* Begin EXERCISE DATA *

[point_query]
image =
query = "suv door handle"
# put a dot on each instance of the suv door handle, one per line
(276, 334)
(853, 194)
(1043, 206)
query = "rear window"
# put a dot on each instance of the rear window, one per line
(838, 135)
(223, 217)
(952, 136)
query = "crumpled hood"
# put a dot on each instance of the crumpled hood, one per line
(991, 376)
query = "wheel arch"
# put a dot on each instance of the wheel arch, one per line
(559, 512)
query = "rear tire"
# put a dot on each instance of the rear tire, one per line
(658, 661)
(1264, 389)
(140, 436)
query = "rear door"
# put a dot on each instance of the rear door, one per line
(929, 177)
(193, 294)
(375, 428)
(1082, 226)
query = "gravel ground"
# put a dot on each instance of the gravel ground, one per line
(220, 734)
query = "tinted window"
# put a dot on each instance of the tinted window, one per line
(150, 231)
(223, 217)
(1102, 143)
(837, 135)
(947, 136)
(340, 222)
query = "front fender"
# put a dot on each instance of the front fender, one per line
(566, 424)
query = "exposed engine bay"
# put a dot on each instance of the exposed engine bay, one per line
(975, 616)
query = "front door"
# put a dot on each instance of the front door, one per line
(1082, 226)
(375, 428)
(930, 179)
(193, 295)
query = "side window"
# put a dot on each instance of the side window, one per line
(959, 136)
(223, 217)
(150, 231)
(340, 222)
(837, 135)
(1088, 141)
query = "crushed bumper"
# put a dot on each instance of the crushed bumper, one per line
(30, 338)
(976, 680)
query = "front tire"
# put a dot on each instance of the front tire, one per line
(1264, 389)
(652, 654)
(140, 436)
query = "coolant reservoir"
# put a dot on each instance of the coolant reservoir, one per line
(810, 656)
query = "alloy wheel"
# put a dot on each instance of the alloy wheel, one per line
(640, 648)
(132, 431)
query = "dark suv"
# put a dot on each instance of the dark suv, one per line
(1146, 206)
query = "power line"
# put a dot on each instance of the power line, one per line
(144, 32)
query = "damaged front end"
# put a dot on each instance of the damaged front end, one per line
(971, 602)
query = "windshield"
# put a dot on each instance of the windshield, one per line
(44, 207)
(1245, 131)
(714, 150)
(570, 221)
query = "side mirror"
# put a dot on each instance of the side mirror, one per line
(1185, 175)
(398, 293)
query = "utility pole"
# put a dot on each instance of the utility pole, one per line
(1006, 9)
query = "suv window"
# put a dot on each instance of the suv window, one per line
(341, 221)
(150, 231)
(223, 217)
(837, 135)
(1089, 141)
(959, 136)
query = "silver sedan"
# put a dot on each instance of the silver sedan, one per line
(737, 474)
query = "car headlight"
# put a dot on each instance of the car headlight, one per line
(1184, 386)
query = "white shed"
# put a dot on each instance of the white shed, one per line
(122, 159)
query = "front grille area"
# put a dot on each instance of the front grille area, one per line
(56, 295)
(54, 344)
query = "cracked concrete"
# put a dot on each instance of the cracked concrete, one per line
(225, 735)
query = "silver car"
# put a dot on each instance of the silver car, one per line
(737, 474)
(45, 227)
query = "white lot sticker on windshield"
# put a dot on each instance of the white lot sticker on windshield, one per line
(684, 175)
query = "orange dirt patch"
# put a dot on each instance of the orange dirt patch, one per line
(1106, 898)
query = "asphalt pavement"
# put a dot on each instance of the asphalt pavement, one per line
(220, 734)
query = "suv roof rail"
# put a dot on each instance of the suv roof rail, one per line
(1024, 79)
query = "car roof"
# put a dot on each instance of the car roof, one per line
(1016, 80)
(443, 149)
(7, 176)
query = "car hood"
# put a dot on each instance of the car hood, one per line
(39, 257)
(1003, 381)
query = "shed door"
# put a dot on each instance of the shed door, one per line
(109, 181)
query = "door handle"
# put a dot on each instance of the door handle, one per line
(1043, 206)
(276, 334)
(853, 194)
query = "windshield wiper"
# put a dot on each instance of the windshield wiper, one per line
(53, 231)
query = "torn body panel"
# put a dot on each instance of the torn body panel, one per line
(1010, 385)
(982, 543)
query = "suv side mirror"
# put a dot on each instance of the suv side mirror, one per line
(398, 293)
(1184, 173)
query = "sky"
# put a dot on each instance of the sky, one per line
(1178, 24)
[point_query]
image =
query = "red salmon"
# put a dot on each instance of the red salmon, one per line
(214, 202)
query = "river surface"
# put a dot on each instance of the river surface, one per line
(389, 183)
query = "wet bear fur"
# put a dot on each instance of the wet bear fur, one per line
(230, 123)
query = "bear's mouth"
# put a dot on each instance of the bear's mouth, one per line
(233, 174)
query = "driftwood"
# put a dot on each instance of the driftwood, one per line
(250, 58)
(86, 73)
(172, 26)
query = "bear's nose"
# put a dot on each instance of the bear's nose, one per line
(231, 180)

* End EXERCISE DATA *

» INSTRUCTIONS FOR THE TASK: Reproduce all of the records exactly.

» TASK RESPONSE:
[point_query]
image =
query = "suv door handle"
# put a dot on each instance of the suv door handle, one per line
(276, 334)
(853, 194)
(1043, 206)
query = "rear window"
# put a dot on each instance of the rear window, one per line
(838, 135)
(223, 217)
(952, 136)
query = "crumpled hood"
# put a dot on each instance of the crumpled hood, one per line
(991, 376)
query = "wheel arch"
# put a dot on each instance of the wheel arch, one per line
(559, 512)
query = "rear tire"
# put a dot on each instance of the rear tire, one per line
(658, 661)
(1264, 389)
(140, 436)
query = "rear door"
# put a dot on each instance of the rear door, one per line
(929, 177)
(193, 294)
(375, 428)
(1082, 226)
query = "gravel ground"
# put a dot on each instance of the gravel ground, one per line
(220, 734)
query = "tinted window"
# put a dot on each instance of the tinted window, one per line
(150, 231)
(223, 217)
(1102, 143)
(837, 135)
(947, 136)
(340, 222)
query = "front fender"
# put a dot on each instance of the front fender, one per line
(566, 424)
query = "exposed engine bay"
# put a dot on each instance of the exposed engine bay, one per line
(975, 616)
query = "front door"
# put a dot on each instance of the front door, one per line
(1082, 226)
(375, 428)
(930, 179)
(193, 295)
query = "side window"
# put a dot on each instance of the side window, one per line
(959, 136)
(223, 217)
(150, 231)
(340, 222)
(837, 135)
(1088, 141)
query = "crushed bumper"
# put a dot on each instance of the crushed bumper, one per line
(30, 338)
(976, 680)
query = "front tire"
# put a dot on each instance of the front tire, one per line
(1264, 389)
(652, 654)
(140, 436)
query = "coolant reservoir"
# put a dot on each instance of the coolant reservoir, one per line
(810, 656)
query = "alloy wheel"
# put a dot on each instance of the alloy wheel, one per line
(640, 648)
(132, 431)
query = "dark suv"
# put a dot on each instance of the dark suv, one per line
(1146, 206)
query = "power line"
# put a dot on each instance of the power line, one per line
(144, 32)
query = "damaged front end"
# put a dot on each instance of the damaged front end, one per line
(971, 602)
query = "windshield"
# put a dot on each instance of the windshield, one per line
(44, 207)
(1245, 131)
(714, 150)
(570, 221)
query = "side mirror"
# put a dot on each instance of the side mirror, one per line
(1185, 175)
(398, 293)
query = "utility pole"
# put a dot on each instance of the utility pole, one per line
(1006, 9)
query = "suv window"
# put a dot on each instance of the suv window, one per line
(341, 221)
(150, 231)
(223, 217)
(837, 135)
(1089, 141)
(959, 136)
query = "silver sedan"
# put a dot on each instance of the silver sedan, one per line
(737, 474)
query = "car headlight"
# put a dot on each instance of the car headlight, one per line
(1184, 386)
query = "white shed"
# put a dot on each instance of the white shed, one per line
(122, 159)
query = "front grille area"
# put a dot on each instance of the front grille area, one per line
(56, 295)
(54, 344)
query = "cracked concrete"
# put a dot on each instance of the cracked concrete, one per line
(225, 735)
query = "silver car"
# put a dot on each instance of the silver car, one per line
(737, 474)
(45, 227)
query = "white lot sticker on windshield"
# put a dot on each instance of the white lot sticker on windshield, one per line
(684, 175)
query = "orange dirt patch"
# put a dot on each instance of the orange dirt patch, one per line
(1106, 898)
query = "asphalt pavement"
# put a dot on each instance of the asphalt pavement, one per line
(220, 734)
query = "suv roof rail"
# put a dot on each instance of the suv roof rail, one per line
(1024, 79)
query = "car roof"
# put a dot on each instance of the car roof, one per line
(1016, 80)
(443, 149)
(7, 176)
query = "car hood"
# put a dot on each instance of the car hood, one per line
(39, 257)
(1003, 381)
query = "shed door"
# put a dot on each instance of the shed door, one per line
(109, 181)
query = "door handle"
# put a dot on each instance of the door handle, one per line
(1043, 206)
(276, 334)
(853, 194)
query = "windshield wiper"
# put a dot on each instance of the windshield wiper, one per line
(53, 231)
query = "torn body panel"
# put a dot on each instance of the torn body panel, one per line
(1010, 385)
(982, 543)
query = "suv side mirror"
# put a dot on each instance of the suv side mirror, one per line
(398, 293)
(1184, 173)
query = "sky"
# put a dot on each instance of the sky, one per line
(1178, 24)
[point_query]
image =
query = "red salmon"
# put a dot on each instance of the red salmon, one per line
(214, 202)
query = "river surface"
# put a dot on each instance of the river surface, one per line
(389, 183)
query = "wet bear fur"
# put a dot on each instance of the wet bear fur, one per line
(230, 123)
query = "bear's mouth"
# put a dot on each instance of the bear's mouth, one per line
(233, 174)
query = "driftwood"
# put a dot on each instance of the driftwood, one per line
(250, 58)
(86, 73)
(172, 26)
query = "bear's nose"
# put a dot on each instance of the bear's nose, one per line
(231, 180)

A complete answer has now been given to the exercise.